Activity: Up to and including the final line, please copy every line exactly, starting from the one that contains "Where can the road" in the material below.

━━━ Data to process ━━━

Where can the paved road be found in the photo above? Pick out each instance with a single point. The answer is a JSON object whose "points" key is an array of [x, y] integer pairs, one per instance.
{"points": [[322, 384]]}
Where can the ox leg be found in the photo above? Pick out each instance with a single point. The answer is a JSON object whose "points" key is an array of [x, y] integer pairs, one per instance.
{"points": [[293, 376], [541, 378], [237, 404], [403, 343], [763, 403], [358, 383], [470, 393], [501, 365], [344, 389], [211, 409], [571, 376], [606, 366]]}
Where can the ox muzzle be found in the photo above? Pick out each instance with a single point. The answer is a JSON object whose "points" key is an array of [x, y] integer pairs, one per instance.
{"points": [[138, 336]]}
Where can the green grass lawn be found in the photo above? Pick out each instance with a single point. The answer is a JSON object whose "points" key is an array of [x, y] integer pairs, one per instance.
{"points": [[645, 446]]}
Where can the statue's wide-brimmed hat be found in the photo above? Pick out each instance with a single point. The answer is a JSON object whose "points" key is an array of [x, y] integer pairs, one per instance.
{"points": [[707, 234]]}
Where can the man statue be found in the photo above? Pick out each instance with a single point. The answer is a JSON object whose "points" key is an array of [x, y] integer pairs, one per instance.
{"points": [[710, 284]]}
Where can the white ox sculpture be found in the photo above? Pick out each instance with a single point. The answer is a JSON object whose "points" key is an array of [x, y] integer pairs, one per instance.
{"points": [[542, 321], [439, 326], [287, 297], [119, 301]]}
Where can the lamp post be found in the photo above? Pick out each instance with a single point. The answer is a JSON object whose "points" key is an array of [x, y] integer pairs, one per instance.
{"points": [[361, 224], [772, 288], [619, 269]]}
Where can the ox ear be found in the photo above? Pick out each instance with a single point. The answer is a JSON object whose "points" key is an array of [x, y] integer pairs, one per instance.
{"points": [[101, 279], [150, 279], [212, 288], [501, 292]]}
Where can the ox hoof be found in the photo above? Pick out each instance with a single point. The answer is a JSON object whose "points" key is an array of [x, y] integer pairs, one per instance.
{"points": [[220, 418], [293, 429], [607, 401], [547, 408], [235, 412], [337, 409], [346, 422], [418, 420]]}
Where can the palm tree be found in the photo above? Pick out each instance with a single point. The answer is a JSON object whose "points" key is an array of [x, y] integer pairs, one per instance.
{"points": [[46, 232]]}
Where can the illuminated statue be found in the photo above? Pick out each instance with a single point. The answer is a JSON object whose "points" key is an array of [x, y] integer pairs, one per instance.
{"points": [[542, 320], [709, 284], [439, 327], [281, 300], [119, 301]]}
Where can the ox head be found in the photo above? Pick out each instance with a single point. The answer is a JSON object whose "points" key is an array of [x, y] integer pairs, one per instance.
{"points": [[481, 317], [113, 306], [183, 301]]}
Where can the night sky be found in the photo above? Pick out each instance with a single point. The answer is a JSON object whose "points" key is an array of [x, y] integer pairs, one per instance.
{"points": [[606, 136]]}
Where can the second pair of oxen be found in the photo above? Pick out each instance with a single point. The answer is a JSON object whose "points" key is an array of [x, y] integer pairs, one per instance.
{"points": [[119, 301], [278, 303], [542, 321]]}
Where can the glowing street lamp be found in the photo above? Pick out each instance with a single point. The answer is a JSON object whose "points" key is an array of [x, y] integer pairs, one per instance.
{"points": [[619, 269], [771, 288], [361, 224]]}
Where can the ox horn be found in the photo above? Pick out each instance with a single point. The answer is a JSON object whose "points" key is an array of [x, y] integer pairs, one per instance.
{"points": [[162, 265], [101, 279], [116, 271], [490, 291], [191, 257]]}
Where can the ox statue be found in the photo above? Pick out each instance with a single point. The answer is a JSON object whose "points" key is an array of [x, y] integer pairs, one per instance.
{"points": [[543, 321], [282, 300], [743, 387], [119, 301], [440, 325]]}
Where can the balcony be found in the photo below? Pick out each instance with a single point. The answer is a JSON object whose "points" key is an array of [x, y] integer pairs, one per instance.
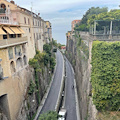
{"points": [[2, 11], [12, 42]]}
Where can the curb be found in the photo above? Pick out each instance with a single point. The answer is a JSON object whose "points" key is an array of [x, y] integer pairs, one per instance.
{"points": [[46, 95], [76, 94]]}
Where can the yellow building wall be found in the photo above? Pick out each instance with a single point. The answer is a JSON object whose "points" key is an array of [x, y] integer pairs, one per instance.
{"points": [[5, 62], [11, 6]]}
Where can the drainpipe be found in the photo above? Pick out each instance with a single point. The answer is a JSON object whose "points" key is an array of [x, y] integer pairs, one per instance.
{"points": [[94, 27]]}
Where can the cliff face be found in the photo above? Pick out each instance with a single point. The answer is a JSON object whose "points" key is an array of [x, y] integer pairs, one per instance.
{"points": [[79, 54], [33, 95]]}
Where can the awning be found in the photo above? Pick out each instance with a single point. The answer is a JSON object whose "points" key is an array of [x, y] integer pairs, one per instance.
{"points": [[8, 30], [2, 32], [22, 31], [16, 30]]}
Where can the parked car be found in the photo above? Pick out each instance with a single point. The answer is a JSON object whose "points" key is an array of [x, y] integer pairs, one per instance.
{"points": [[62, 114]]}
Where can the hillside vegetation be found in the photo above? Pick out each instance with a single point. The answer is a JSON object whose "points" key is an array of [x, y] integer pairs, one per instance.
{"points": [[97, 14]]}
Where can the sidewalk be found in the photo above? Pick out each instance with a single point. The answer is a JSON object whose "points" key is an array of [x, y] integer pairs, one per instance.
{"points": [[45, 96]]}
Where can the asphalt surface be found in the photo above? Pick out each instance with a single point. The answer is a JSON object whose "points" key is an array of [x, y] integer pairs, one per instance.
{"points": [[51, 100], [70, 104]]}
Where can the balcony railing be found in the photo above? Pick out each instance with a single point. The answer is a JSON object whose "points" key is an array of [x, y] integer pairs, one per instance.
{"points": [[10, 56], [2, 11], [18, 54], [12, 41]]}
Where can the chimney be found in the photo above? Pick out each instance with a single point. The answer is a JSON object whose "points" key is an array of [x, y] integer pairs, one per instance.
{"points": [[12, 2]]}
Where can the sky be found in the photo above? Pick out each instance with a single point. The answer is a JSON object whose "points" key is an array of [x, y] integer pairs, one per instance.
{"points": [[62, 12]]}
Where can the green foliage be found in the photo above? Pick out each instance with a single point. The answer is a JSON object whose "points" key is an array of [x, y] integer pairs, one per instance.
{"points": [[31, 87], [81, 46], [98, 14], [105, 77], [51, 115]]}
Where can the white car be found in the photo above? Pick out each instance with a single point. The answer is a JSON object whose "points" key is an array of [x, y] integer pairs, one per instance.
{"points": [[62, 114]]}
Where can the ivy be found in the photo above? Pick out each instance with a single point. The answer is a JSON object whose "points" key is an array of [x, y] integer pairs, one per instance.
{"points": [[105, 76]]}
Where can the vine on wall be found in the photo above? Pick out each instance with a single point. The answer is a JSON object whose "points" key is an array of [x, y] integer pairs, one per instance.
{"points": [[105, 77]]}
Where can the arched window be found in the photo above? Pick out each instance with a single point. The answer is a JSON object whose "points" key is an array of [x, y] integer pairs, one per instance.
{"points": [[12, 67], [25, 60], [2, 8]]}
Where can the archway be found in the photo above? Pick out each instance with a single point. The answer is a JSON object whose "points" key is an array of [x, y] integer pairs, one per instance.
{"points": [[19, 63], [25, 60], [12, 67]]}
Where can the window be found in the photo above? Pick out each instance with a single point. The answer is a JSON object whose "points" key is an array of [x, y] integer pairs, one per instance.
{"points": [[25, 20], [4, 36], [18, 51], [10, 53], [12, 36], [28, 21], [33, 22], [1, 72], [19, 35]]}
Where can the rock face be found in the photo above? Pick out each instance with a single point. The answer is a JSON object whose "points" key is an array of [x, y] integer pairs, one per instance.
{"points": [[80, 56], [32, 100]]}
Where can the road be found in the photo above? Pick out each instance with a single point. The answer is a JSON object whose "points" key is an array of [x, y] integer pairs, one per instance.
{"points": [[51, 100], [70, 104]]}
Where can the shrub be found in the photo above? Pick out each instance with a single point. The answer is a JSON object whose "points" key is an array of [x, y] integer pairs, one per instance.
{"points": [[105, 77]]}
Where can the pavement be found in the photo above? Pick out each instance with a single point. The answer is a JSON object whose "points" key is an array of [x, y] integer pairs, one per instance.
{"points": [[52, 97], [70, 100]]}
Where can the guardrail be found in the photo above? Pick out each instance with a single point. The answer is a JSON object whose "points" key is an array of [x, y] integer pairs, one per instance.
{"points": [[57, 107]]}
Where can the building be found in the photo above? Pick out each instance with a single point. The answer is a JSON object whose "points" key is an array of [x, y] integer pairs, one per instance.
{"points": [[63, 49], [21, 33], [73, 24], [48, 31]]}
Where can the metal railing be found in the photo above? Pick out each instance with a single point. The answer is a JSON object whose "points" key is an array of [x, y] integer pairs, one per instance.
{"points": [[10, 56], [12, 41], [2, 11]]}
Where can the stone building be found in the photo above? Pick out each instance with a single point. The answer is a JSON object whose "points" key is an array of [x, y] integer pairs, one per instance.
{"points": [[73, 24], [21, 32]]}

━━━

Answer to this task:
Where can the road be found in the photo above? Pick out each instance with a single point. The answer is a JSON object whose "points" key is an array of [x, y] integer pairs, one per instance.
{"points": [[51, 100], [70, 104]]}
Where can the shrub be found in the photo above? Pick out each instance with a single point. The answer is a JSON object whose "points" key is an array of [x, y] integer pairs, one per instance.
{"points": [[105, 77]]}
Where can the pavement be found in the photo above? Pick out each instance with a single point. The answer is a JSON object whose "points" key is an array of [x, y] integer pairs, one per instance.
{"points": [[52, 97], [70, 100]]}
Where can the guardrail be found in the photo above? Pick out each instance with a single point. The answer is a JSON object whose "points" key is an array of [x, y] integer pairs, one per instance.
{"points": [[57, 107]]}
Where can the building be found in the photo above? Pick out each instance with a single point. The answer is a JSON object whose "points" key is an array of [x, y] integer pairs, one per instance.
{"points": [[63, 49], [21, 33], [73, 24], [48, 31]]}
Where can the metal railing be found in the photo above? Pick out each instance with a single point. The answer is a JSON object whose "points" key is an array of [x, y] integer pairs, one per instance.
{"points": [[10, 56], [12, 41], [2, 11]]}
Where can the stone building be found in the photo above? Pick out each instance with a single point. The answer is a JSON object whose "points" key is an array of [x, y] integer pairs, one per instance.
{"points": [[73, 24], [21, 32]]}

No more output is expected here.